(TEXT SEGMENT)
---------------
Regular Expressions in Python

Regular Expressions in Python

You may already know how to read files and search for text by line number, word number, column number or by using find to search for specific text (if not, take a look here). This is all great, but it is not very flexible.

For example, imagine searching for all surnames and titles from the below text…

Dear Mr. Johnson, 
  Dear Miss. Jameson,
Dear   Ms.   Jackson, 
Dear Mrs.    Peterson, 
  Dear    Mr. Sampson
Dear Dr.Johanson,
Dear Rev Richardson,

How would you go about trying to write a program that can do this?

Searching and extracting text from files is remarkably complicated. Fortunately, computer scientists have solved this problem. The solution has been adopted by nearly all programming languages. The solution is to use what are called regular expressions.

Regular Expressions in Python

Regular expressions can look scary, but are pretty simple once you understand the rules. The syntax for regular expressions appeared and was standardised in the Perl language, and now nearly all programming languages support “Perl Compatible Regular Expressions” (PCRE). Python provides the re and regexp modules, that support most of PCRE. Let’s take a look using re. Open a new ipython session and type;

import re
help(re)

This will show you the help for the re module, which should look something like this;

Help on module re:

NAME
    re - Support for regular expressions (RE).

FILE
    /path/to/re.py

MODULE DOCS
    http://docs.python.org/library/re

DESCRIPTION
    This module provides regular expression matching operations similar to
    those found in Perl.  It supports both 8-bit and Unicode strings; both
    the pattern and the strings being processed can contain null bytes and
    characters outside the US ASCII range.
---------------
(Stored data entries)
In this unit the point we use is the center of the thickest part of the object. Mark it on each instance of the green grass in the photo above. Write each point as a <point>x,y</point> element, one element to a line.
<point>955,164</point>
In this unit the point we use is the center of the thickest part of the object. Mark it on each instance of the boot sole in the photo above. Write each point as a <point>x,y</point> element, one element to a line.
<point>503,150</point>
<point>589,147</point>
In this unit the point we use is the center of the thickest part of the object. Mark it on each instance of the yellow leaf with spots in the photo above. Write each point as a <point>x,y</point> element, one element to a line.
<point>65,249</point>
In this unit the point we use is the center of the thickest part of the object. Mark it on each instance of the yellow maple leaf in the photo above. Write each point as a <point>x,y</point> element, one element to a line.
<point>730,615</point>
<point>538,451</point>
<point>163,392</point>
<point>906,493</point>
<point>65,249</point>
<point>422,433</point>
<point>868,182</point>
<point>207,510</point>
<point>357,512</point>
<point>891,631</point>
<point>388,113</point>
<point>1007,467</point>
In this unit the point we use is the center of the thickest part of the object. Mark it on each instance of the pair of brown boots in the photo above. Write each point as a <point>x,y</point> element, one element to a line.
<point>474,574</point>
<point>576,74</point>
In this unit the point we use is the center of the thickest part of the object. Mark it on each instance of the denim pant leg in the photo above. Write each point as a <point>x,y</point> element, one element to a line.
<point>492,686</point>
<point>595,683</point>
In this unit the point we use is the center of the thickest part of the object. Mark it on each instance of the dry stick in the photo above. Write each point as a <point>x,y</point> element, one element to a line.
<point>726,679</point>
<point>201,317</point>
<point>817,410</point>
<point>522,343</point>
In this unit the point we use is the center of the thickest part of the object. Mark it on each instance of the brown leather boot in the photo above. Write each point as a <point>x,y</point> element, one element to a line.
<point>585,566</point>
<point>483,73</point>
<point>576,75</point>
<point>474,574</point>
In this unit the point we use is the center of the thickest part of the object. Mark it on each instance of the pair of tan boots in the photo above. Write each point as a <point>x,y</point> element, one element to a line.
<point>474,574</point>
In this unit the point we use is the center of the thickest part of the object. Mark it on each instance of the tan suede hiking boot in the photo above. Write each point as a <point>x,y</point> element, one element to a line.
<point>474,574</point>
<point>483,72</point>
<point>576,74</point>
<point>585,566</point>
---------------
(REQUIRED ACTION 1) Please edit the Python regular expressions article: give again the part that opens with the words containing "You may already" and closes with "can do this?", replacing "Johnson" with "Jones".
(REQUIRED ACTION 2) According to the Python regular expressions article, which Python modules support most of PCRE?
These entries have no connection to the Python regular expressions article.

(WRITTEN REPLY 1)
You may already know how to read files and search for text by line number, word number, column number or by using find to search for specific text (if not, take a look here). This is all great, but it is not very flexible.

For example, imagine searching for all surnames and titles from the below text…

Dear Mr. Jones, 
  Dear Miss. Jameson,
Dear   Ms.   Jackson, 
Dear Mrs.    Peterson, 
  Dear    Mr. Sampson
Dear Dr.Johanson,
Dear Rev Richardson,

How would you go about trying to write a program that can do this?

(WRITTEN REPLY 2) The re and regexp modules.